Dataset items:
# # #
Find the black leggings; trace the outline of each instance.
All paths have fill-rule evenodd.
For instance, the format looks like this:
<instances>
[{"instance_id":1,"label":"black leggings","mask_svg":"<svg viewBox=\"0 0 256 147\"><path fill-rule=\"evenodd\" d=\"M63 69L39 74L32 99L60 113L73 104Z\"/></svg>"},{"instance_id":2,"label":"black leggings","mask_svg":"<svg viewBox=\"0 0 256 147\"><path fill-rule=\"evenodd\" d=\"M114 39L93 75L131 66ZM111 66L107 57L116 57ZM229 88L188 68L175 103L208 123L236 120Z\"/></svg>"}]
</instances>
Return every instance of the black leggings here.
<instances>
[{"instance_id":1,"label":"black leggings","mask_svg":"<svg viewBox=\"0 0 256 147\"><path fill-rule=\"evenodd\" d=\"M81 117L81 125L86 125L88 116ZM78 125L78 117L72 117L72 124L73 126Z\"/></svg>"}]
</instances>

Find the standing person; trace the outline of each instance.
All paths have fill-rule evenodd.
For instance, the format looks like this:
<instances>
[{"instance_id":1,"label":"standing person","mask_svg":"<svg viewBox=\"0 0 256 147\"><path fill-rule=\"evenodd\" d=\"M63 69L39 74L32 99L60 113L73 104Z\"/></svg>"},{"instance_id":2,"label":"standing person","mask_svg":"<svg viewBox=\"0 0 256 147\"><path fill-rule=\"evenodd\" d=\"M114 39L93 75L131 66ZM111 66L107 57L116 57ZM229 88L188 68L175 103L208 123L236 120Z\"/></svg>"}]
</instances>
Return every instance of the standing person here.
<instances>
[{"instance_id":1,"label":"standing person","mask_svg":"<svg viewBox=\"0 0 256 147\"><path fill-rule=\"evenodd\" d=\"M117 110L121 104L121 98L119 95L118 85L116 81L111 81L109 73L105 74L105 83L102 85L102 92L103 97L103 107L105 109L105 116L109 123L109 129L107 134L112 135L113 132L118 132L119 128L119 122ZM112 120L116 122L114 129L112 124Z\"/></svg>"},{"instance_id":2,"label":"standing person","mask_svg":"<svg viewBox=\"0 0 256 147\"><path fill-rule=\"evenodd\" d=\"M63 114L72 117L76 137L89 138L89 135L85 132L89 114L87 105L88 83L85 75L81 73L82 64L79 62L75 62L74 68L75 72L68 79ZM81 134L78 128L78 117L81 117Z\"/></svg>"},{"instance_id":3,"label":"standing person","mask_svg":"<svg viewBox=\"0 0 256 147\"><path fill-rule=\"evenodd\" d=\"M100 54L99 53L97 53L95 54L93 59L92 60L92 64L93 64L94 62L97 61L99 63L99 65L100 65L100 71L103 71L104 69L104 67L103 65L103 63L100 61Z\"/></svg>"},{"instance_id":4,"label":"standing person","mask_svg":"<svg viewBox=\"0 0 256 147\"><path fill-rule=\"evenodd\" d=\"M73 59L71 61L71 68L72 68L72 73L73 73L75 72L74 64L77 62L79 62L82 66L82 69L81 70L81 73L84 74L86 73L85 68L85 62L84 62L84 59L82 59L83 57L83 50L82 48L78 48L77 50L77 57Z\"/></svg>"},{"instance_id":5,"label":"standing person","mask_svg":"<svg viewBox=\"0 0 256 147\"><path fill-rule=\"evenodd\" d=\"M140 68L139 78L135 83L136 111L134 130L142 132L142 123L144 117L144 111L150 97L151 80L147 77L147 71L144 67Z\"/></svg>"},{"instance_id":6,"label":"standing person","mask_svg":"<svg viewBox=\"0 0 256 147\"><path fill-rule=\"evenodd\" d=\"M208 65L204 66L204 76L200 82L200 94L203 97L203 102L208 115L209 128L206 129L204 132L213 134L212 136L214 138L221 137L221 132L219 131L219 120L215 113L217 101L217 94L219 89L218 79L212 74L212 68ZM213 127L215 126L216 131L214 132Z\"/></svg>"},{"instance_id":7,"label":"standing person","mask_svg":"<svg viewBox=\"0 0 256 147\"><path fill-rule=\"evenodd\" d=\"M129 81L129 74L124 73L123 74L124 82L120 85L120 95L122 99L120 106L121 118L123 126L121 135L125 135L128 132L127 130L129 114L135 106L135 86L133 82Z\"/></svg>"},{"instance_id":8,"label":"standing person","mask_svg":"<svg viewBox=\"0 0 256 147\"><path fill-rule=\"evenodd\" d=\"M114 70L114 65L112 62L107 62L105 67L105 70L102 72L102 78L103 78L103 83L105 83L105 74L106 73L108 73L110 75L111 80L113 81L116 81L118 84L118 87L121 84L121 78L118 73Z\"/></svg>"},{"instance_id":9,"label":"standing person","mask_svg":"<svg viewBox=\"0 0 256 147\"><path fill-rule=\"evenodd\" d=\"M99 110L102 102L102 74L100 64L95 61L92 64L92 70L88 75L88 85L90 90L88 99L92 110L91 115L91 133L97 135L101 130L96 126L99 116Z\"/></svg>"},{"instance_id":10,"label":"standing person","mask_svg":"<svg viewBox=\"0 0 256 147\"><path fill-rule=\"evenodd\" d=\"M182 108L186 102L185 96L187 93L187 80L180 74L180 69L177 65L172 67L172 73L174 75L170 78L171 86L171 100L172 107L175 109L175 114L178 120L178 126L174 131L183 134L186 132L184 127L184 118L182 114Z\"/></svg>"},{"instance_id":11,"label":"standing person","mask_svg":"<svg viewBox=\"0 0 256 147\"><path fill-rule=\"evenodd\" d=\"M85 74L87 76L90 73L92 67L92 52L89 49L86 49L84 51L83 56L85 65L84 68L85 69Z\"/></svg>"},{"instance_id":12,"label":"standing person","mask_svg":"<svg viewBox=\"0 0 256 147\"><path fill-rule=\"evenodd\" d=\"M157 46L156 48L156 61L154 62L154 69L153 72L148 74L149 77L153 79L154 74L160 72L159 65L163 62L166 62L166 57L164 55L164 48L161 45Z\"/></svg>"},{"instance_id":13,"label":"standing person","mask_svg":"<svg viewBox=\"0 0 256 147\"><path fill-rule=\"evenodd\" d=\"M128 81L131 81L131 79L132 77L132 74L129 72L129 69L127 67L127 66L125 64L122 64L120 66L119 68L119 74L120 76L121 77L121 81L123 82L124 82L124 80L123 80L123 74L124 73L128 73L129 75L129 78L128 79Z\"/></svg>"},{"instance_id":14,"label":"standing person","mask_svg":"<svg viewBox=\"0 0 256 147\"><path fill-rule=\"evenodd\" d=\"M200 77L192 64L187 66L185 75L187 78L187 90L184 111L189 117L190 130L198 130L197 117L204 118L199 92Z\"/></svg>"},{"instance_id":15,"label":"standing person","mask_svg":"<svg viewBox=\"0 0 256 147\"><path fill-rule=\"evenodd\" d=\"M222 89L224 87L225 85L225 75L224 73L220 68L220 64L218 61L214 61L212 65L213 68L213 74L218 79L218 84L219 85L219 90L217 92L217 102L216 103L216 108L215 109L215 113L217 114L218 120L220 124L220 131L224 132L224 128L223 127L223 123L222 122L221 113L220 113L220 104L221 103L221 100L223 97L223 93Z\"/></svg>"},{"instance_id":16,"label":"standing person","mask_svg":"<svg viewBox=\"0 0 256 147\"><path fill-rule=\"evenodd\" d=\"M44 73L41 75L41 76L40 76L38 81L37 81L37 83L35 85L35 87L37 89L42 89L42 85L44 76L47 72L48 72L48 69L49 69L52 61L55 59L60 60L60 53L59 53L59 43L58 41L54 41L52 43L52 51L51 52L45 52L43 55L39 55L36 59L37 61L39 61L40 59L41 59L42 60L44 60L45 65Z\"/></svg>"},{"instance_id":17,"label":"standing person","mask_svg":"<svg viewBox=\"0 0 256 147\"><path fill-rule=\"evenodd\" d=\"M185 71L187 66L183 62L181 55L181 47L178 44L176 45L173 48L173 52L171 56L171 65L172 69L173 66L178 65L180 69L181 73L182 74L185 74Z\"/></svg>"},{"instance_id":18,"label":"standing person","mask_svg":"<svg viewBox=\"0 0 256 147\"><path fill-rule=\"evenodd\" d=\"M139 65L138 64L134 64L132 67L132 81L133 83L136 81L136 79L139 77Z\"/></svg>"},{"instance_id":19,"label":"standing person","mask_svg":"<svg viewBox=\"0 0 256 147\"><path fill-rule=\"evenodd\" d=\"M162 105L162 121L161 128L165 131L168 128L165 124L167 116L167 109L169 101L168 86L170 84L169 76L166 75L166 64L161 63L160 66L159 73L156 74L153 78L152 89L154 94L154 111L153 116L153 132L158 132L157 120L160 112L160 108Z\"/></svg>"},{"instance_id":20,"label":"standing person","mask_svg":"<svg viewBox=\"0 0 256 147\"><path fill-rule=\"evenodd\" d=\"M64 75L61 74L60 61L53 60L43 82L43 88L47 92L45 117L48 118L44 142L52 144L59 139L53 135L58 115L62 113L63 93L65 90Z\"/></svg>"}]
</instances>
# # #
= WHAT YOU ARE ASKED TO DO =
Collect every line of the data above that contains the word "trace", matching case exactly.

= RESULT FOR THIS EXERCISE =
Find the black leggings; trace the outline of each instance.
Find the standing person; trace the outline of each instance.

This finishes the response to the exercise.